Identify every line in the records below that contains the word "side", and copy each such line.

RECORDS FOR THE EXERCISE:
--- --- ---

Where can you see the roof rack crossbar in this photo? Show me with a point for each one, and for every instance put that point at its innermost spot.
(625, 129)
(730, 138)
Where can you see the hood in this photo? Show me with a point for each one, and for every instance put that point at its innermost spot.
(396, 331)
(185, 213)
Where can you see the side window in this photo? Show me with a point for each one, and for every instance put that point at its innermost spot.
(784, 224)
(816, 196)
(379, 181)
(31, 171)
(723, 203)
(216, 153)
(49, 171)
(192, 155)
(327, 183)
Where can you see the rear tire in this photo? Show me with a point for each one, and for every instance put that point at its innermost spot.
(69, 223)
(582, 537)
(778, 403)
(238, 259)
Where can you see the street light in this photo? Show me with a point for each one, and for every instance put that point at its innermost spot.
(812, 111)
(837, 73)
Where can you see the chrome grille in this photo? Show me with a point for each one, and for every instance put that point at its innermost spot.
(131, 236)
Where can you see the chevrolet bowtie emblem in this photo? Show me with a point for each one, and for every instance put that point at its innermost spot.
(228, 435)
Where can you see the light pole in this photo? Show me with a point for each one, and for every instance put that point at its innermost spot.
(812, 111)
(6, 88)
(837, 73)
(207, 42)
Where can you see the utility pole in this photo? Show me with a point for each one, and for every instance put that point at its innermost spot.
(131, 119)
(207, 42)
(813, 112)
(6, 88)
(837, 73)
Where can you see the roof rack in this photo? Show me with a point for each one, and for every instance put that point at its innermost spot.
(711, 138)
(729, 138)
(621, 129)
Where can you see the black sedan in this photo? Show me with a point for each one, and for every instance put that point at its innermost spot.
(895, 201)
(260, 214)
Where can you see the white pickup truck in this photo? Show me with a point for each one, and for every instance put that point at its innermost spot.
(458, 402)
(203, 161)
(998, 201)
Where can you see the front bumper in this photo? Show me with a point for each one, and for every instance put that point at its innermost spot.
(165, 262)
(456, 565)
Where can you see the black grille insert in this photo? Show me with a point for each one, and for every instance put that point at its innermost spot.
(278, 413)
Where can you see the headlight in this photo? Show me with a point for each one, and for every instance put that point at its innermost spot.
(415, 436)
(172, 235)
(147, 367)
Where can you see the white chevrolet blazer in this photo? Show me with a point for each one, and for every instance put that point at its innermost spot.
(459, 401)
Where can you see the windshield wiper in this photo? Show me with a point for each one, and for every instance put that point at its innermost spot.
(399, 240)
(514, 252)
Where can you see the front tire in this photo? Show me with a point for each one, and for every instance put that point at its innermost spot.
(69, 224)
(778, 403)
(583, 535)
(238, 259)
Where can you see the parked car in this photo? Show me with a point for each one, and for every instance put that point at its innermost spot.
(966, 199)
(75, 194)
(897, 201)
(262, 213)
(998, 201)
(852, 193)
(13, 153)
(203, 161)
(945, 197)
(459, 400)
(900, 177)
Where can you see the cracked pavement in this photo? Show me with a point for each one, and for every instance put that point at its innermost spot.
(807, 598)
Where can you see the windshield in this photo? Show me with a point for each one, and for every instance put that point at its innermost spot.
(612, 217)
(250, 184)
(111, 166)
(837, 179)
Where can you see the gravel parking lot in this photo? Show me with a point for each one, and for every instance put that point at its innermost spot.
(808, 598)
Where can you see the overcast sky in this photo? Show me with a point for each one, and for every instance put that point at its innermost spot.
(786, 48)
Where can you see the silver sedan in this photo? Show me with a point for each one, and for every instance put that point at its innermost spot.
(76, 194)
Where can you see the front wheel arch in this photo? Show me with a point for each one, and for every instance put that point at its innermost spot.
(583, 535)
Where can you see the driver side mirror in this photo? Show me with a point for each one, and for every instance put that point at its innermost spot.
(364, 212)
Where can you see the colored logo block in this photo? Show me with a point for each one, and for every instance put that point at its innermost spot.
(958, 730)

--- --- ---

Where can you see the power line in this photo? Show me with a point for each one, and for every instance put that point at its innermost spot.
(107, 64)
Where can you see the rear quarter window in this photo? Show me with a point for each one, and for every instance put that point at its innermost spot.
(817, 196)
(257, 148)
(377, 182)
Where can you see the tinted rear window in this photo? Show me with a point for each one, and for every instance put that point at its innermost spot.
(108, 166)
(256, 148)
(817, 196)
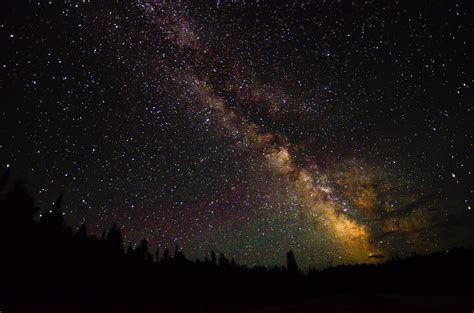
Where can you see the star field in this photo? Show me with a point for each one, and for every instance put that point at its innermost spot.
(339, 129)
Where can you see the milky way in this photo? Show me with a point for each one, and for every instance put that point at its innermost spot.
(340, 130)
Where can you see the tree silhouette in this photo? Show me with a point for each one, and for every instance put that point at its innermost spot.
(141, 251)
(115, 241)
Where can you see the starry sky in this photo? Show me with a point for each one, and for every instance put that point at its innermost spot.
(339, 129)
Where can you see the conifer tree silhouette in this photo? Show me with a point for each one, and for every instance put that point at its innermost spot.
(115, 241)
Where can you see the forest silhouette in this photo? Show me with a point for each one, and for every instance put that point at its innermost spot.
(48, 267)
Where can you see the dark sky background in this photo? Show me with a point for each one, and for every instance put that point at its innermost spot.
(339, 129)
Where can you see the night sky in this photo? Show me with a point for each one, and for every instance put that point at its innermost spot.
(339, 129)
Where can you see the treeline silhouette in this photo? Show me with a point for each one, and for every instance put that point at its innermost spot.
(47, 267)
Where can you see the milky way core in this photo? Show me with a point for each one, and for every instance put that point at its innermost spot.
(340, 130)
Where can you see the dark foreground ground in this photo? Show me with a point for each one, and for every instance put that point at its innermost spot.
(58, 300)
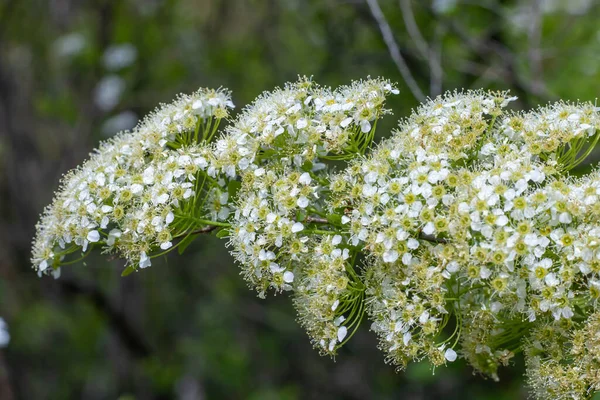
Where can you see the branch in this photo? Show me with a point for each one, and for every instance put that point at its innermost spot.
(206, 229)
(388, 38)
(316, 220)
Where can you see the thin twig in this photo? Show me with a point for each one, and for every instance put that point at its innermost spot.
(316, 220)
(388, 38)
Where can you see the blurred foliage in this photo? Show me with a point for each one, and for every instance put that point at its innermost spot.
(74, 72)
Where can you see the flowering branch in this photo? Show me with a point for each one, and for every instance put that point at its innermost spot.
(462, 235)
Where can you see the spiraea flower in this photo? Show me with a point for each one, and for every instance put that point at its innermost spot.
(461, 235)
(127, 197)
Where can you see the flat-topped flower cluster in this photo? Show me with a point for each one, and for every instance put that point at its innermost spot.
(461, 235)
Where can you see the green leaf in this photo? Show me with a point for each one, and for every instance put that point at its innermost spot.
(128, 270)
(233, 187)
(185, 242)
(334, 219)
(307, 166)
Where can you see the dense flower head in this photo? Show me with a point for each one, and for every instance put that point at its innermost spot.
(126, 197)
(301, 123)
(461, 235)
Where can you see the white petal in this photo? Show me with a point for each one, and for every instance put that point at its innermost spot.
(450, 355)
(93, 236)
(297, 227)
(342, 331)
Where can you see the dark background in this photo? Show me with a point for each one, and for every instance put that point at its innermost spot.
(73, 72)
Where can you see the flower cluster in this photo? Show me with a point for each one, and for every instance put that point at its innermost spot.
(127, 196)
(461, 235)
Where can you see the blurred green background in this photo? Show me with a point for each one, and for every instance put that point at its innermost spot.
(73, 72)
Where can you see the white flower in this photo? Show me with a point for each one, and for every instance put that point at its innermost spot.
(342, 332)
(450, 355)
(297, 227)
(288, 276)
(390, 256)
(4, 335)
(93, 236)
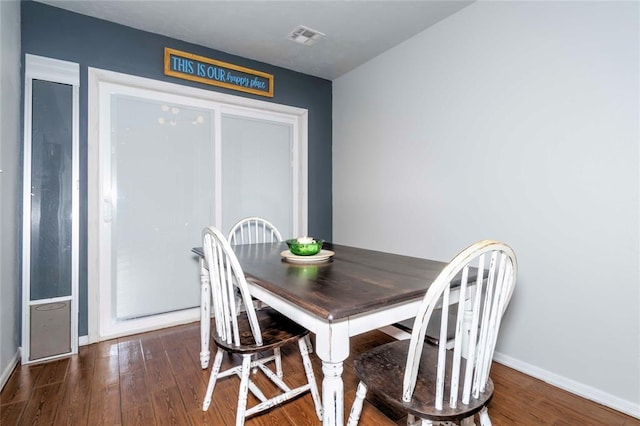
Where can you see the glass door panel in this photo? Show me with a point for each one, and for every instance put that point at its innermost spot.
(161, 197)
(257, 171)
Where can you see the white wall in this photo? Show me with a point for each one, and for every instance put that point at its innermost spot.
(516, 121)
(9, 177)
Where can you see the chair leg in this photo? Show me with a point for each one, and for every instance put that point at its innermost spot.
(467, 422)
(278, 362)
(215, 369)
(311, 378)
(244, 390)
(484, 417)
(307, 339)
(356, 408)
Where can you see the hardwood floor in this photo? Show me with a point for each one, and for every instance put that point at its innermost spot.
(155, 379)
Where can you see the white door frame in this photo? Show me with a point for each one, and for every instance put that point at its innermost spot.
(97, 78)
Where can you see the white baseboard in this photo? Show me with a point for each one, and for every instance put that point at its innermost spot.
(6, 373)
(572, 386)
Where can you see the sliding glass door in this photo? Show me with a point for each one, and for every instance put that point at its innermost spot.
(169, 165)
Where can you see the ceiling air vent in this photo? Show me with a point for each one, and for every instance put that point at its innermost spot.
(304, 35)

--- --- ---

CORRECT ANSWER:
Where can you see the side window in this photo? Show me with a point for each one, and for every instance put that point at its innermost spot.
Where can you see the driver side mirror in this photo? Show me with a point for each one, and for every instance put that point at its innermost spot.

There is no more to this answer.